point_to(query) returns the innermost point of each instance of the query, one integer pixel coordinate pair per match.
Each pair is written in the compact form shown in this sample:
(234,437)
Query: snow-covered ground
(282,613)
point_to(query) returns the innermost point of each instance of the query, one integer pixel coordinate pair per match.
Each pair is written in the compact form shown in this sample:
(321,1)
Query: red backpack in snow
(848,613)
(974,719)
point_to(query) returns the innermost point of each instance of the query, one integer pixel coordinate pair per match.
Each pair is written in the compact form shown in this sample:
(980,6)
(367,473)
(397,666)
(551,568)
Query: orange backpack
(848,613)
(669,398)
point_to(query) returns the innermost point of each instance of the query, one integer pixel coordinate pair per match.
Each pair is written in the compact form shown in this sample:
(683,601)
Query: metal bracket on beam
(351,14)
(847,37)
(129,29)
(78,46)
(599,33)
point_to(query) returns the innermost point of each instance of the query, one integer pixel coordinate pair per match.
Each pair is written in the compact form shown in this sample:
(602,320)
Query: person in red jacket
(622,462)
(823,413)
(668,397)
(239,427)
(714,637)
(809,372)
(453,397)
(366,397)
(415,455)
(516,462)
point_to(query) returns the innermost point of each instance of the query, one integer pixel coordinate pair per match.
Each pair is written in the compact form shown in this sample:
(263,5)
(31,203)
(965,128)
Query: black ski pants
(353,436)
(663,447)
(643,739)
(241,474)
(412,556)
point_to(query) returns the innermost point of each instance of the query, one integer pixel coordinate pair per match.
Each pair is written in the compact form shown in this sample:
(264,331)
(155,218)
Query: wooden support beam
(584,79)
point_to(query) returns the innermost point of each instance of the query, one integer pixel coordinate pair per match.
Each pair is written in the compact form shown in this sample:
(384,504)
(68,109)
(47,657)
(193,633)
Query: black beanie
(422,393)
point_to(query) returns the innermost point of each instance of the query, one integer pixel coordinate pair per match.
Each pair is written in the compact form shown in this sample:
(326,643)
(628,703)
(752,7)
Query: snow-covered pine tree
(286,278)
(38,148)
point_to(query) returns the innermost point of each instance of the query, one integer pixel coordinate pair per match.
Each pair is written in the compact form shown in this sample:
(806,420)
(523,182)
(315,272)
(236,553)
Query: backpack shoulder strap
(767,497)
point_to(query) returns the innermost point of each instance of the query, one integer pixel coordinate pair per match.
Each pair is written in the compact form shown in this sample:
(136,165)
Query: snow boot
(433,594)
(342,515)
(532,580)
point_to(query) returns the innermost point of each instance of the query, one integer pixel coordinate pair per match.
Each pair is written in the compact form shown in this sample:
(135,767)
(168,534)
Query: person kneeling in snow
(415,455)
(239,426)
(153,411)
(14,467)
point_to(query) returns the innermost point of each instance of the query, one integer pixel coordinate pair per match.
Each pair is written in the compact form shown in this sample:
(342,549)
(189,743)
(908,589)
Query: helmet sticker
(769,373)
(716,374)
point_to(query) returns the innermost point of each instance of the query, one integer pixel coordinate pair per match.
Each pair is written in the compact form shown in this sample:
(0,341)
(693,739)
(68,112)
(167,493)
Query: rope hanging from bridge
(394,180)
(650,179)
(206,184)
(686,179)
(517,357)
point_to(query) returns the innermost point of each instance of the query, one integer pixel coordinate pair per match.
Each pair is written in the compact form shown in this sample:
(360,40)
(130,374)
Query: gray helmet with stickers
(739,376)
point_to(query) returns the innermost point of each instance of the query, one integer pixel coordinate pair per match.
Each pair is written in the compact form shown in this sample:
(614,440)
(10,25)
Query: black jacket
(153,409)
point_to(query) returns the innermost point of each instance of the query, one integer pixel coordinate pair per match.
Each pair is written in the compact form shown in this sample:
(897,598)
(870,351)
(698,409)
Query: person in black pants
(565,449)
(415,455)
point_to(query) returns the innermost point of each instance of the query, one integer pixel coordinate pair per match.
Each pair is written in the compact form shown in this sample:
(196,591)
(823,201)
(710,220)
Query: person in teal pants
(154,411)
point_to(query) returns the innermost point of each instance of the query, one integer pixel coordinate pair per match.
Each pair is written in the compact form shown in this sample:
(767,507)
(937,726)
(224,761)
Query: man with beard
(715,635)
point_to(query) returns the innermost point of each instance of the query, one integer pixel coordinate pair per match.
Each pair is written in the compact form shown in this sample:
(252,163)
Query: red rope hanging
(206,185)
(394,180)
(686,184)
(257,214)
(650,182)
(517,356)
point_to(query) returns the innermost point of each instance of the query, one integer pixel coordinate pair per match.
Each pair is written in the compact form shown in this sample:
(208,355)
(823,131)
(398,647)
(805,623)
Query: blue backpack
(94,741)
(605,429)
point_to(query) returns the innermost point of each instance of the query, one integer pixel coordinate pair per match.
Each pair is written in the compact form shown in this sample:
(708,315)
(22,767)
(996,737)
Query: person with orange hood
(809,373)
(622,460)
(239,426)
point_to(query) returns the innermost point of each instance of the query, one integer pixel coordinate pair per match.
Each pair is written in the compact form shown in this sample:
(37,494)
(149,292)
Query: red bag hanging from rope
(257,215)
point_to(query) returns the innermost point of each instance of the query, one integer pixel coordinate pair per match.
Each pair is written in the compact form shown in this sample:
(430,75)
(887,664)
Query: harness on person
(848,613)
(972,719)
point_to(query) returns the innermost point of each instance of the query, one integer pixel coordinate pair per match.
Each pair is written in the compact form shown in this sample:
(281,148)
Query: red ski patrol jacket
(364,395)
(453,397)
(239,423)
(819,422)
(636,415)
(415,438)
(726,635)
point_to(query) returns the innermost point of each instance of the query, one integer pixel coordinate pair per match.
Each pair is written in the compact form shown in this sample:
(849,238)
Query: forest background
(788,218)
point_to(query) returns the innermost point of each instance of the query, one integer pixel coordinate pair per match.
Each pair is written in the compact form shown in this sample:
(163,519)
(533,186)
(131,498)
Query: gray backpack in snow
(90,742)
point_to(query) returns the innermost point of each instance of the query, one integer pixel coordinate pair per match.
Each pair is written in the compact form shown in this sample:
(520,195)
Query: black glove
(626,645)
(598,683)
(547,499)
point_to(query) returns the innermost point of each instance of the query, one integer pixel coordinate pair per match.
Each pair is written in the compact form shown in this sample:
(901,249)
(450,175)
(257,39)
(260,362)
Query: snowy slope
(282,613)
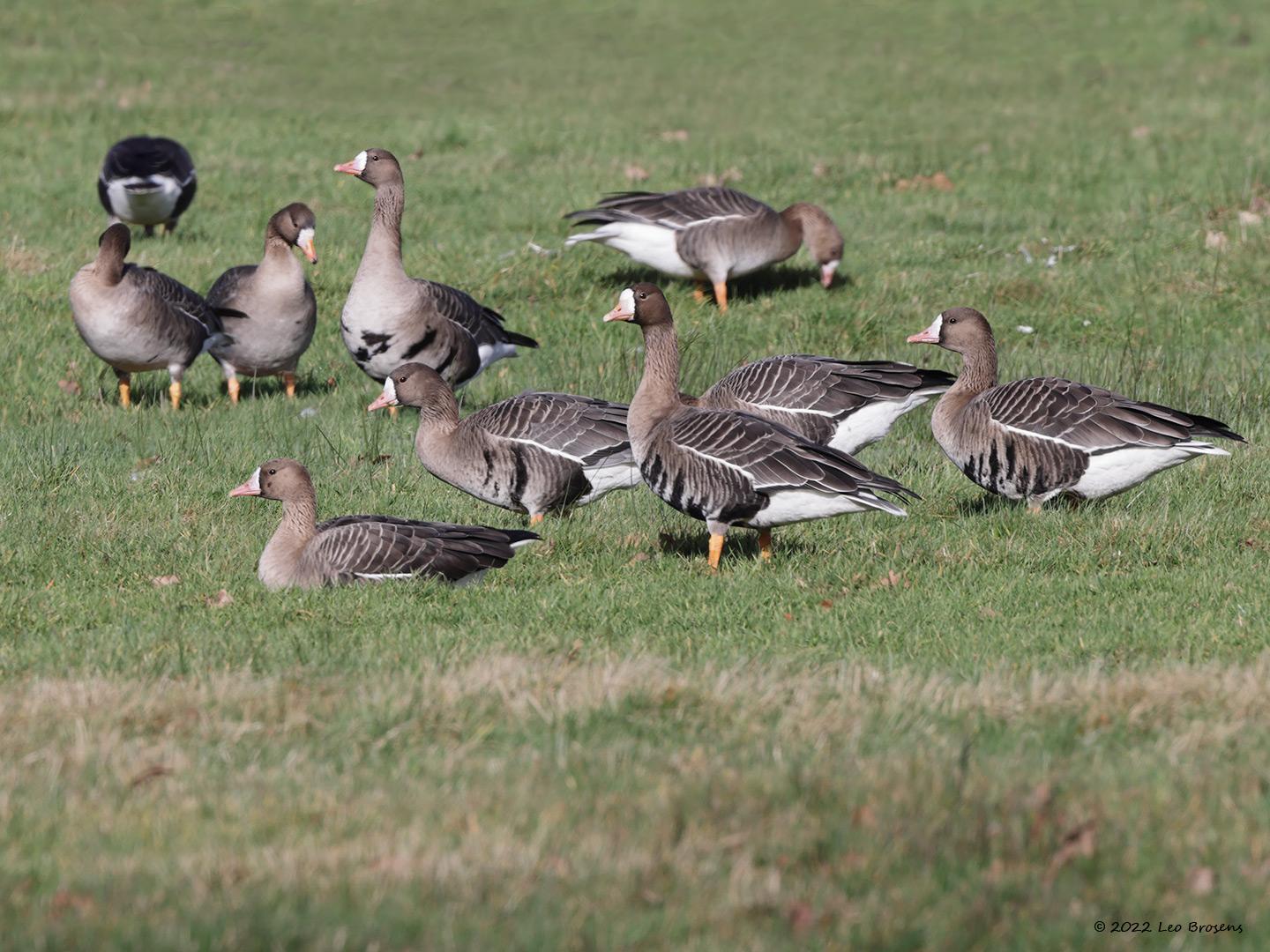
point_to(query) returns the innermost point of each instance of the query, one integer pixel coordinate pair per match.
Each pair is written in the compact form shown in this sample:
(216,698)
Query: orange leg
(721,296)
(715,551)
- - - -
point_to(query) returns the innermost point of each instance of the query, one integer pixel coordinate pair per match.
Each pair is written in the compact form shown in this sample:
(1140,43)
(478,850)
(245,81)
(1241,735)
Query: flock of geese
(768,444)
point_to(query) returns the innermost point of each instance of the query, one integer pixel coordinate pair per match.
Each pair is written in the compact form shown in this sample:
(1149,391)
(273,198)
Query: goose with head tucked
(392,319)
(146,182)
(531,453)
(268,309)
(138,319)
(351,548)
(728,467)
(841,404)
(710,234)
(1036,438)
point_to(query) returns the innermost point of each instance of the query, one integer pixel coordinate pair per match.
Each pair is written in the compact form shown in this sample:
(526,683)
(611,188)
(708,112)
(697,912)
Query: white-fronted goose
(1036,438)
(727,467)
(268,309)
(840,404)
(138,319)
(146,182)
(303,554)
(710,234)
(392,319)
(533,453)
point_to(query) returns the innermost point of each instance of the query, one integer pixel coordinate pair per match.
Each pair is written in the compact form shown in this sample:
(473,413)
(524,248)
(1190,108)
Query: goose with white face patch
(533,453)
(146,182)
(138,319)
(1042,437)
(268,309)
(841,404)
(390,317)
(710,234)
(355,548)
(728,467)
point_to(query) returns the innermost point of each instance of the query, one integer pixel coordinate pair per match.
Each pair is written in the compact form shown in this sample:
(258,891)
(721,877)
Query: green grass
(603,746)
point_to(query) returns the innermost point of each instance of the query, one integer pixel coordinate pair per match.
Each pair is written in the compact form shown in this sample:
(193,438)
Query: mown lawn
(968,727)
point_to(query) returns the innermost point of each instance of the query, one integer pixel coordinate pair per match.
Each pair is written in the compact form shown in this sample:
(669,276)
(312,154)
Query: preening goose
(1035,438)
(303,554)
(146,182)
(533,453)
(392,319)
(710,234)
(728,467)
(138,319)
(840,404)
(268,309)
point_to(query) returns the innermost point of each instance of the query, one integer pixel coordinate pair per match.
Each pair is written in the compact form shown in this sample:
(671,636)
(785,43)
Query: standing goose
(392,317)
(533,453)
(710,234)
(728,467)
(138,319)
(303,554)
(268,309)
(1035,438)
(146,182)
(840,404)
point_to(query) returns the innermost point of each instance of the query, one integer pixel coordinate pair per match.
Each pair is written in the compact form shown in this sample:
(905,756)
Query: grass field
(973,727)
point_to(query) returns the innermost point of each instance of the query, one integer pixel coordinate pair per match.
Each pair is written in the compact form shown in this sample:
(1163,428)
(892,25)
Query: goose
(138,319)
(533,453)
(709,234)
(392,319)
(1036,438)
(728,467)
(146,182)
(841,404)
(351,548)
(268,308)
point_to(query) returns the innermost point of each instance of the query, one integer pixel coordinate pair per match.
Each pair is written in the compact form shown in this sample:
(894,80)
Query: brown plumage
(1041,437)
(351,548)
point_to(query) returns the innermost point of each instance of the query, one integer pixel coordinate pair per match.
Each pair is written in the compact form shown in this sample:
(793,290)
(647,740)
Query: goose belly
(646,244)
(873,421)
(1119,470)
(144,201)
- - - -
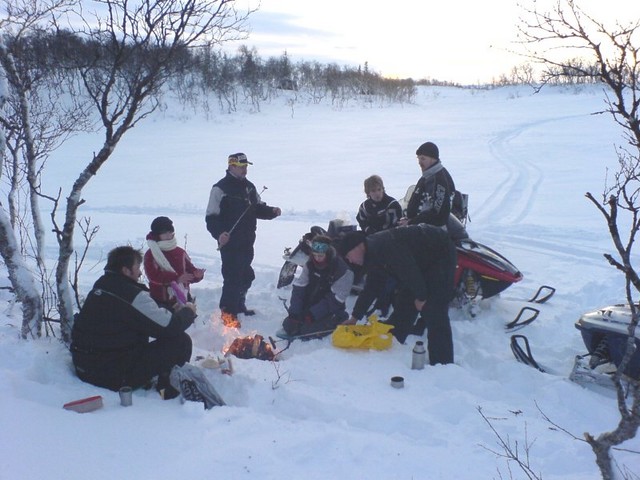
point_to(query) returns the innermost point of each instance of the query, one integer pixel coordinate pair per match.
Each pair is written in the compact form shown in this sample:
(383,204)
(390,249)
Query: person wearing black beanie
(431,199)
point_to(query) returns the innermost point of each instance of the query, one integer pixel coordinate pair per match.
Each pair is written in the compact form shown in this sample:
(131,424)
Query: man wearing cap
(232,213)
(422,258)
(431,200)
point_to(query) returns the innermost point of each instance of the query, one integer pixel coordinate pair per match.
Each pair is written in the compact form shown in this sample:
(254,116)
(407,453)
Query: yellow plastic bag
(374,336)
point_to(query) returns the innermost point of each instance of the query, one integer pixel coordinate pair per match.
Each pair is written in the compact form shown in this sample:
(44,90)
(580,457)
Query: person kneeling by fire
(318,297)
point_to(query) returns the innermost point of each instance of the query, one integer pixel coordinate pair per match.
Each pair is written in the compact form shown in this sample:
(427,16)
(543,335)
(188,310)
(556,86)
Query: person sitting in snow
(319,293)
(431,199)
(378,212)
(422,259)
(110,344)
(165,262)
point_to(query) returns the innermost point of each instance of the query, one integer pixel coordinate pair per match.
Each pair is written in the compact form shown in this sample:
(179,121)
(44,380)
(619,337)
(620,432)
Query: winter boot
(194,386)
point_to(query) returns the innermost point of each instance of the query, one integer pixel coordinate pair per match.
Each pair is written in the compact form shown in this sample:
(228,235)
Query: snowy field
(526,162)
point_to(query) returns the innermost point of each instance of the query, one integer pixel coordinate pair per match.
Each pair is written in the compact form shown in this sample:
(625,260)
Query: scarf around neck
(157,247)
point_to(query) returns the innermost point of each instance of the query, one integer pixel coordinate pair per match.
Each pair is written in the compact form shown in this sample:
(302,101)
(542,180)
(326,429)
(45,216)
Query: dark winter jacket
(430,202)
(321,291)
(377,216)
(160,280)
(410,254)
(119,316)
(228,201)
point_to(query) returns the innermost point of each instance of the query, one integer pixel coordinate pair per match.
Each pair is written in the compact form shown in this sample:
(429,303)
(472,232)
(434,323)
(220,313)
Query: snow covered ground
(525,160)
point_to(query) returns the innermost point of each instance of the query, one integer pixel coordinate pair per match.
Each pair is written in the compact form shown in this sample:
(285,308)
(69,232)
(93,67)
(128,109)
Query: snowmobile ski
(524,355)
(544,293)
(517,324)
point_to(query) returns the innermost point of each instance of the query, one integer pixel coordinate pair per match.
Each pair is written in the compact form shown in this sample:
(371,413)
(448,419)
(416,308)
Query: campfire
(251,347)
- - - -
EXERCISE BRIEF: Return every line of the entries above that contains the word "snowy". Case counts.

SOLUTION TO THE EXERCISE:
Query: snowy slope
Query: snowy field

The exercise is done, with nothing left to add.